**Task objective:** Please take the Max-1 Acquisition Corporation Form 8-K filing below further, continuing it from its last sentence.

**Text block:**

____________________

UNITED STATES

SECURITIES AND EXCHANGE COMMISSION

Washington, D.C. 20549

 

FORM 8-K

 

CURRENT REPORT

Pursuant to Section 13 or 15(d) of the Securities Exchange Act of 1934

 

Date of Report (Date of Earliest Event Reported): June 15, 2017

 

MAX-1 ACQUISITION CORPORATION

(Exact name of Company as specified in its charter)

 

Delaware   000-55764   81-5333008

(State or other jurisdiction of

incorporation)

  (Commission File No.)  

(I.R.S. Employer

Identification No.)

 

2255 Glades Road, Suite 324A,
Boca Raton, FL 33431

(Address of principal executive offices)

 

(561) 989-2208

(Registrant’s telephone number, including area code)

 

Not Applicable

(Former name or former address, if changed since last report)

 

Check the appropriate box below if the Form 8-K filing is intended to simultaneously satisfy the filing obligation of the registrant under any of the following provisions:

 

Written communications pursuant to Rule 425 under the Securities Act (17 CFR 230.425)

 

Soliciting material pursuant to Rule 14a-12 under the Exchange Act (17 CFR 240.14a-12)

 

Pre-commencement communications pursuant to Rule 14d-2(b) under the Exchange Act (17 CFR 240.14d-2(b))

 

Pre-commencement communications pursuant to Rule 13e-4(c) under the Exchange Act (17 CFR 240.13e-4(c))

 

Indicate by check mark whether the registrant is an emerging growth company as defined in Rule 405 of the Securities Act of 1933 (§230.405 of this chapter) or Rule 12b-2 of the Securities Exchange Act of 1934 (§240.12b-2 of this chapter).

 

Emerging growth company  þ

 

If an emerging growth company, indicate by check mark if the registrant has elected not to use the extended transition period for complying with any new or revised financial accounting standards provided pursuant to Section 13(a) of the Exchange Act. þ

 

 

 

 

 

 

Item 1.01 Entry into a Material Definitive Agreement

 

The information set forth below in Item 3.02 of this Form 8-K with respect to the Stock Purchase Agreements (as defined below) is incorporated herein by reference.

 

Item 3.02 Unregistered Sales of Equity Securities.

 

On June 16, 2017, Max-1 Acquisition Corporation (the “Company”) issued an aggregate of 250,000 shares (the “Shares”) of the Company's common stock, par value $0.0001 per share (“Common Stock) to four accredited investors, including Mark Tompkins, a majority stockholder and director of the Company, Montrose Capital Partners Limited, an affiliate of Mr. Tompkins, and two other accredited investors (each a “Purchaser”, and collectively, the “Purchasers”), at a per share purchase price of $0.025 for aggregate gross proceeds of $6,250 in accordance with the terms and conditions of common stock purchase agreements, dated June 15, 2017 (each, a “Purchase Agreement”) by and between the Company and each Purchaser.

____________________

**Items:**
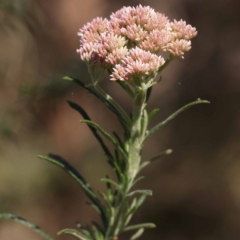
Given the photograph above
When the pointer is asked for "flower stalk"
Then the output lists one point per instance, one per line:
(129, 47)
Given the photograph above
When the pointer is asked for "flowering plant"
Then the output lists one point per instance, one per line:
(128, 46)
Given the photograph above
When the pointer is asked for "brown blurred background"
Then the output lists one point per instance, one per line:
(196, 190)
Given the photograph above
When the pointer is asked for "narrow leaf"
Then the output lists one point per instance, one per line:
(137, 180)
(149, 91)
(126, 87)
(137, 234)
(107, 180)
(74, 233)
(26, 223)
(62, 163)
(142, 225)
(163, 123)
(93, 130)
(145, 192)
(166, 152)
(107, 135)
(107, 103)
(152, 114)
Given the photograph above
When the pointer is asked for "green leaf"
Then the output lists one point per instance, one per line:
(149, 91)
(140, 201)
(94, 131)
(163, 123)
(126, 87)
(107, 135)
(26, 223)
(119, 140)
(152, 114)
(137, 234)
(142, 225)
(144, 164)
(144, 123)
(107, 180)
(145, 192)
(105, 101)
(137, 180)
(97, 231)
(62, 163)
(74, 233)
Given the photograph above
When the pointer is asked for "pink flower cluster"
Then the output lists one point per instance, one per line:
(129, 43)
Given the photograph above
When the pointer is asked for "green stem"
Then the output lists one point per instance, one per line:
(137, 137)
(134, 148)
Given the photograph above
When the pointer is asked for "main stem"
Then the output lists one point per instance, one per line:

____________________

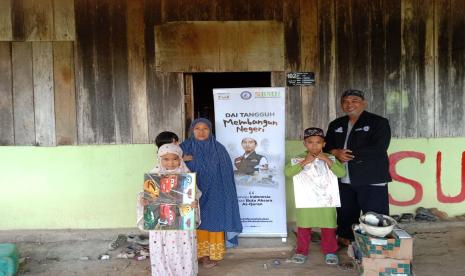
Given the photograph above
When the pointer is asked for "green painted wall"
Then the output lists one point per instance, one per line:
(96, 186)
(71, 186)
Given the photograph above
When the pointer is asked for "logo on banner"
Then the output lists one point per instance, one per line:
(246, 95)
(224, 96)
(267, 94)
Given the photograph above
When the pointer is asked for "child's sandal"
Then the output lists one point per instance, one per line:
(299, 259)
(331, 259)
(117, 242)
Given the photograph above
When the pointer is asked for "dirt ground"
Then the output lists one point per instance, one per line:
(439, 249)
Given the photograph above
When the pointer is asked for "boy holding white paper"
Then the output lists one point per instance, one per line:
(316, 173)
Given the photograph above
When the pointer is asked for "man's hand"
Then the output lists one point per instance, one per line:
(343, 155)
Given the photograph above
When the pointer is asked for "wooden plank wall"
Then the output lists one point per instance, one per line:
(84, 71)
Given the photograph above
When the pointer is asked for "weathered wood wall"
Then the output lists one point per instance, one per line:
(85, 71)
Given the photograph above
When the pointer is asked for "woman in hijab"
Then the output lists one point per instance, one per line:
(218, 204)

____________________

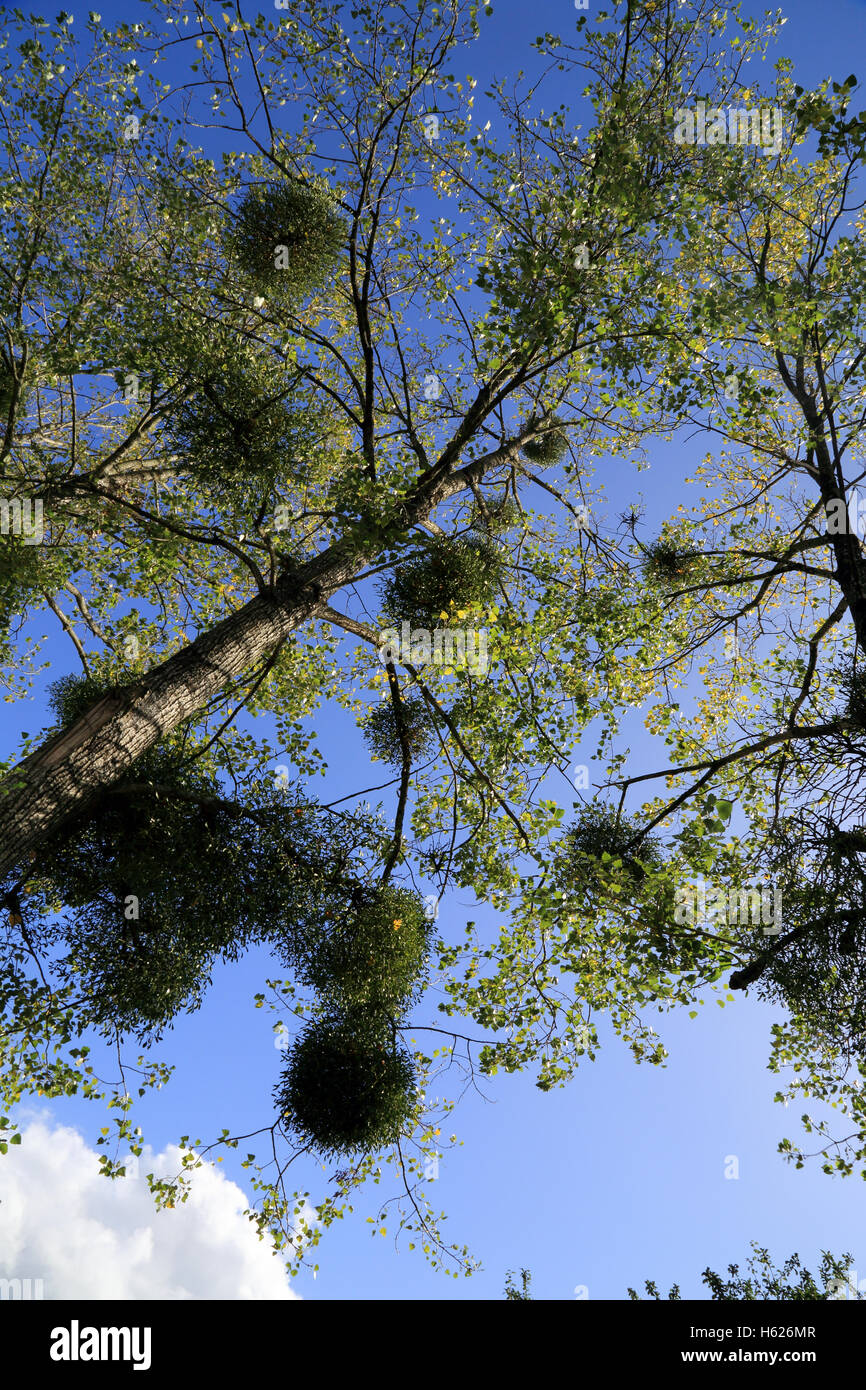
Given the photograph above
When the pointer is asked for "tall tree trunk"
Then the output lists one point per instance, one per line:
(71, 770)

____________________

**Output for this exercise:**
 

The foregoing description of the Purchase Agreement is qualified in its entirety by reference to the form of Purchase Agreement, filed hereto as Exhibit 10.1.

 

The offer and sale of the Shares to the Purchasers were exempt from the registration requirements of the Securities Act of 1933, as amended (the “Securities Act”), pursuant to the exemption for transactions by an issuer to accredited investors not involving any public offering under Section 4(a)(2) of the Securities Act and Rule 506 of Regulation D promulgated thereunder. Each of the Purchasers represented that he or it is an accredited investor within the meaning of Rule 501(a) of Regulation D, and was acquiring the securities for investment only and not with a view towards, or for resale in connection with, the public sale or distribution thereof. The securities were offered without any general solicitation by the Company or its representatives.

 

As of the date of the filing of this Current Report on Form 8-K, the Company has an aggregate of 1,250,000 shares of Common Stock issued and outstanding.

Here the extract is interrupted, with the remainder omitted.